▸ **GIVEN PASSAGE**:
OK I think I'll have to set this up for myself and see what pops up. The problem is most likely that jhsingle-native-proxy isn't forwarding all cookies or headers - I can't remember so will take a look. It should be possible to add extra headers/cookies if needed, although we'll need to think about how you can be sure they are secure.

If you have anything that will help set this up, please let me know - e.g. Docker image containing fastapi etc.

ricky-lim commented 3 years ago

Hi Dan,

I used conda environment to install fastapi and uvicorn with pip. For flask, test I use its built-in development server with pip install as well.

python -m pip install fastapi uvicorn[standard]

I'm not sure which is best to forward either the encrypted cookies or authentication token.

Either way I think, it is required for the dashboard developer to retrieve the user info via jupyterhub REST api

For example with this snippet, from jupyterhub doc with api call

r = requests.get(
    '/'.join(["http://127.0.0.1:8081/hub/api",
               "authorizations/cookie/jupyterhub-services",
               quote(encrypted_cookie, safe=''),
    ]),
    headers = {
        'Authorization' : 'token %s' % api_token,
    },
)
r.raise_for_status()
user = r.json()

Having set the DEBUG on the proxy, when I checked with kubectl log, it also prints to the console, the logged in user with its properties, when proxy authenticated with oauth.

(Dataset entries)
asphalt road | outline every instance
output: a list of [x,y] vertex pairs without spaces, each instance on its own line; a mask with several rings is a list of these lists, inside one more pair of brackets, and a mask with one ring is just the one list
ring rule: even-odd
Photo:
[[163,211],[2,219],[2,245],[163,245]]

▸ **WORK TO DO**:
a - In the forum thread, swap "conda" for "mamba" and write out the part from "I used conda" up to and including "or authentication token.".
b - According to the forum thread, what does the commenter use to run the flask test?

▸ **ANSWERS TO THE EXERCISE**:
a -
I used mamba environment to install fastapi and uvicorn with pip. For flask, test I use its built-in development server with pip install as well.

python -m pip install fastapi uvicorn[standard]

I'm not sure which is best to forward either the encrypted cookies or authentication token.

b - Flask's built-in development server, installed with pip.